Try it ▸
According to the excerpt on the neuroblastoma gene classifier, what was the median follow-up of the initial cohort?

Establishing a 59 Gene Classifier for Neuroblastoma

Patients and Methods

Study Population

The initial cohort comprised 343 NB patients from the Society International Oncology Pediatric European Neuroblastoma (SIOPEN) from whose primary untreated NB tumor (at least 60% tumor cells) RNA was available and of sufficient quality. Almost all of the patients (n=324) were uniformly treated according to the SIOPEN protocols. The median follow-up was 55 months (range 1-143 months). Of the total group of 343 patients, 290 patients are alive

The validation cohort comprised 236 patients from the Children Oncology Group (COG)

This study was approved by the Ghent University Hospital Ethical Committee (EC2008/159).

Excerpted data ▸
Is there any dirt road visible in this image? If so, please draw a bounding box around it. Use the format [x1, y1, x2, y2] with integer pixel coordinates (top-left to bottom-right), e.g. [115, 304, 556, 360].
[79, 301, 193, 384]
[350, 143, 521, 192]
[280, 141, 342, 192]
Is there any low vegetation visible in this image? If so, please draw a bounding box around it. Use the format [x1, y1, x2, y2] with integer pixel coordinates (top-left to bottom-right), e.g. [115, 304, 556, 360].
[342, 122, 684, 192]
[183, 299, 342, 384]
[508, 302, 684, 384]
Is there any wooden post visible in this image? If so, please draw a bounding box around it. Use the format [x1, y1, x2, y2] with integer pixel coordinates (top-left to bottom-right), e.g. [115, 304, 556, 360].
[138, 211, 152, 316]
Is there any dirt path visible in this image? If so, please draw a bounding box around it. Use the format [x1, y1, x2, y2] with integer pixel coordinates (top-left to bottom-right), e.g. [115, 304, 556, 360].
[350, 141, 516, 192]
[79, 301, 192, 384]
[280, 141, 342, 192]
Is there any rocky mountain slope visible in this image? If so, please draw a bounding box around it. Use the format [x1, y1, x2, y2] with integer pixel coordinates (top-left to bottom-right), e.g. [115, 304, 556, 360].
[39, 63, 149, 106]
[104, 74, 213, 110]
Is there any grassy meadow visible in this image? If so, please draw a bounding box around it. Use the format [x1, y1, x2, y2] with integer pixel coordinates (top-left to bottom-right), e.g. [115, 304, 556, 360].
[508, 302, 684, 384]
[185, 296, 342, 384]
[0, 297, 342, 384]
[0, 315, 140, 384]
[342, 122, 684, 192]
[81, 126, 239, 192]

Written solution ▸
55 months (range 1-143 months).